→ **Document section**
Light up or not? T&T’s position on decriminalising use of marijuana for medical reasons is among front burner issues at Caricom’s 25th Intersessional meeting starting today in St Vincent. Caricom chairman St Vincent Prime Minister Ralph Gonsalves who led a regional call to decriminalise use of the herb for medicinal purposes has placed the matter on the Intersessional’s agenda for discussions.
Gonsalves met with Prime Minister Kamla Persad-Bissessar on the issue last September when Persad-Bissessar was Caricom chairman. T&T’s positions on these and other matters will be presented at the Intersessional by Persad-Bissessar and Foreign Affairs Minister Winston Dookeran. Gonsalves said there is “quite a long” agenda.” for the two-day meeting.
The annual caucus is usually held in February. Gonsalves is quoted by CMC as saying that the decision to postpone it to this month was due to the absence of Persad-Bissessar, who chairs Caricom’s security committee. Persad-Bissessar returned from China last week. Gonsalves said he wanted crime and security discussed and Persad-Bissessar was the lead prime minister on that in the region.

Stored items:
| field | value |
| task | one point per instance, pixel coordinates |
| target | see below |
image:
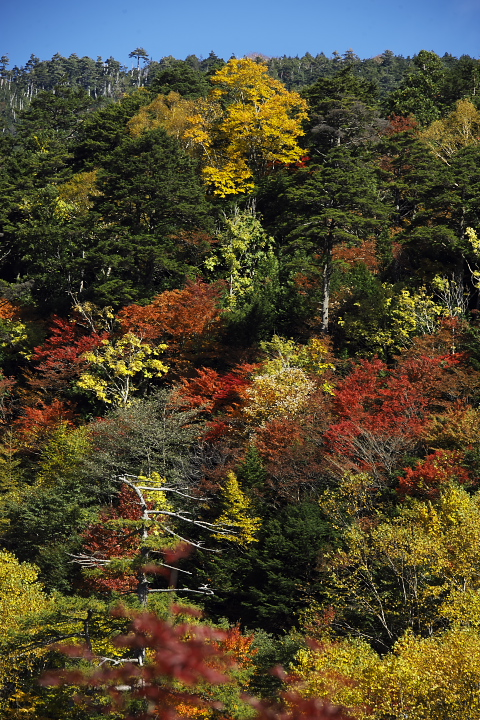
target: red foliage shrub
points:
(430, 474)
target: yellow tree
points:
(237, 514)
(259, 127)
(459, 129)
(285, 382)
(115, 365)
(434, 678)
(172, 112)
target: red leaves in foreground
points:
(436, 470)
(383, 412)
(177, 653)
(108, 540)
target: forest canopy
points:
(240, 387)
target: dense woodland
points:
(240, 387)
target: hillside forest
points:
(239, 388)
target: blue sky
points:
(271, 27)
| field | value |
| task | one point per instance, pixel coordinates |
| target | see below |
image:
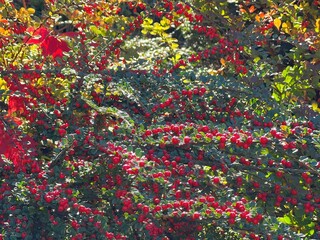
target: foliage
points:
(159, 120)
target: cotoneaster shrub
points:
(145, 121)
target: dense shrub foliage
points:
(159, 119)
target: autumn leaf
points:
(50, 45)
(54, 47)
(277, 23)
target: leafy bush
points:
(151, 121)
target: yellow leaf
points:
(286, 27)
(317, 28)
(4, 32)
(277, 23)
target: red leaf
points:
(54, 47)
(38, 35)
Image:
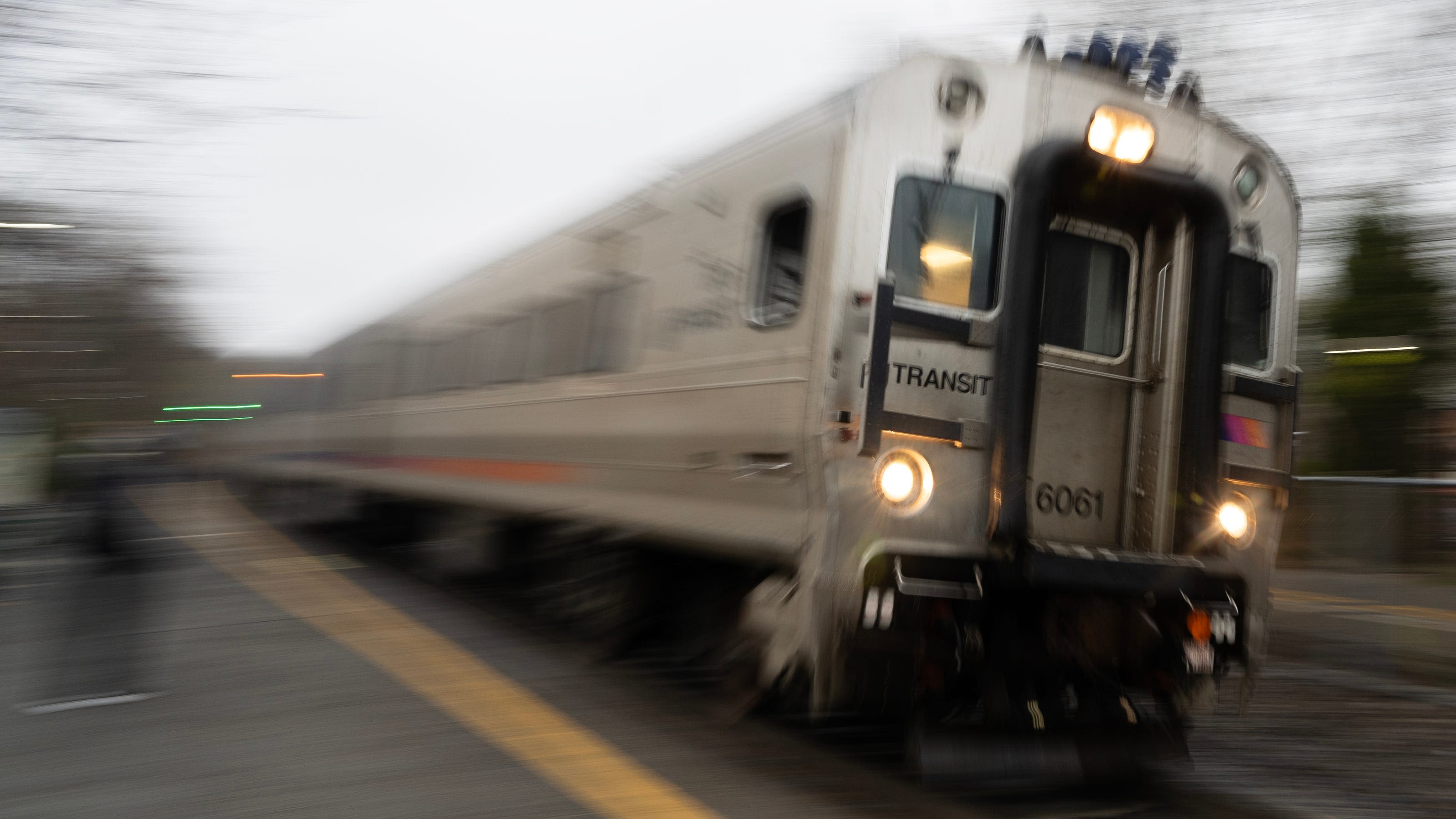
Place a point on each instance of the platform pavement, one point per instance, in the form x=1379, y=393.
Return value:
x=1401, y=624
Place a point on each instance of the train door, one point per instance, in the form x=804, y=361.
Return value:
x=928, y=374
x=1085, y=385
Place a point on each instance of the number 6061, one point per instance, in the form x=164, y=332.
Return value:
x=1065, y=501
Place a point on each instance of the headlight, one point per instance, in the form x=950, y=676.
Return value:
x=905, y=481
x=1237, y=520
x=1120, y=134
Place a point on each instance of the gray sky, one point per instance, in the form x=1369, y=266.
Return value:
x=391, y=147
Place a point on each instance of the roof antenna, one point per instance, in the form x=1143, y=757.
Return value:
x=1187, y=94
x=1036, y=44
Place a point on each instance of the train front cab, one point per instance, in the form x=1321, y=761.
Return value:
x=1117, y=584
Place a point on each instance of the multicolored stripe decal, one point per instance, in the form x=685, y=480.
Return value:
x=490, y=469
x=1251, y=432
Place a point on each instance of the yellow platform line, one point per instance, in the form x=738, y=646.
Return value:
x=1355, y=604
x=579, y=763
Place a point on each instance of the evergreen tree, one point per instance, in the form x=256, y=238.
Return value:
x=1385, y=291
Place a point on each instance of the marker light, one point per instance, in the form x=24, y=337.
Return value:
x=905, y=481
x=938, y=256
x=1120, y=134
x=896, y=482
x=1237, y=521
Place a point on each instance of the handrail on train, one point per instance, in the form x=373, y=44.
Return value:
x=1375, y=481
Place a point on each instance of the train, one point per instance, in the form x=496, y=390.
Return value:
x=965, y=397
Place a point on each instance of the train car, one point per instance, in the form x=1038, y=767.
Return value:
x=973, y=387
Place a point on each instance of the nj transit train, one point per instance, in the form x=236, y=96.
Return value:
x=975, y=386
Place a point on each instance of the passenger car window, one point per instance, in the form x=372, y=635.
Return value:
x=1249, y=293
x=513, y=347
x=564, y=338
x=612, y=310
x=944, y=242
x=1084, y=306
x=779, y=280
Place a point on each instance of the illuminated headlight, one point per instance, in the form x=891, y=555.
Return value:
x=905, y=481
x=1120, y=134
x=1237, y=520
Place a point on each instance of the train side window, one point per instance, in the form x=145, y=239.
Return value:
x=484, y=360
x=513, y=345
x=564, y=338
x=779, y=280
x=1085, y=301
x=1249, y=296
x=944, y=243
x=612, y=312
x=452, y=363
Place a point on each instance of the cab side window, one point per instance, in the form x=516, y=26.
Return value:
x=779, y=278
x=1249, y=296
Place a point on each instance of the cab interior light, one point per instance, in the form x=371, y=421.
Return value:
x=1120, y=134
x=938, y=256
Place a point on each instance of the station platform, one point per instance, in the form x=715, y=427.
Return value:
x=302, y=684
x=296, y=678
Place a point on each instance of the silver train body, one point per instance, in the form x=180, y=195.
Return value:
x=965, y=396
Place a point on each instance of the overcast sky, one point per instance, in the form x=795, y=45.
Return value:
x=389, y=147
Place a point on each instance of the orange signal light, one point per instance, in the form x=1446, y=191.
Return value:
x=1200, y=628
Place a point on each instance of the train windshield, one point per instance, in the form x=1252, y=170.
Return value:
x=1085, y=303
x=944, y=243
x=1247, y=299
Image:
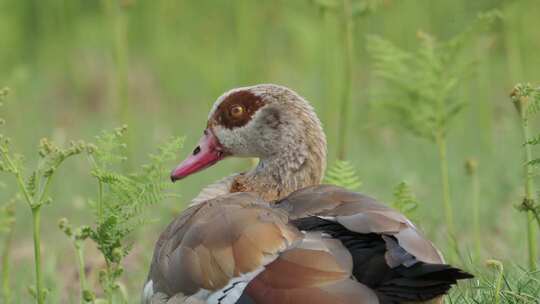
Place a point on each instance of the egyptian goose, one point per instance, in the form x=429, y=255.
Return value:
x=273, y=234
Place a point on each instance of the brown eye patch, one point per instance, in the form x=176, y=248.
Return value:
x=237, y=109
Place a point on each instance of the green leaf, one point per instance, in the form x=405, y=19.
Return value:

→ **Aim of the exercise**
According to the news report on the Caricom Intersessional meeting, which committee does Persad-Bissessar chair?

→ **Solution for this exercise**
Caricom's security committee.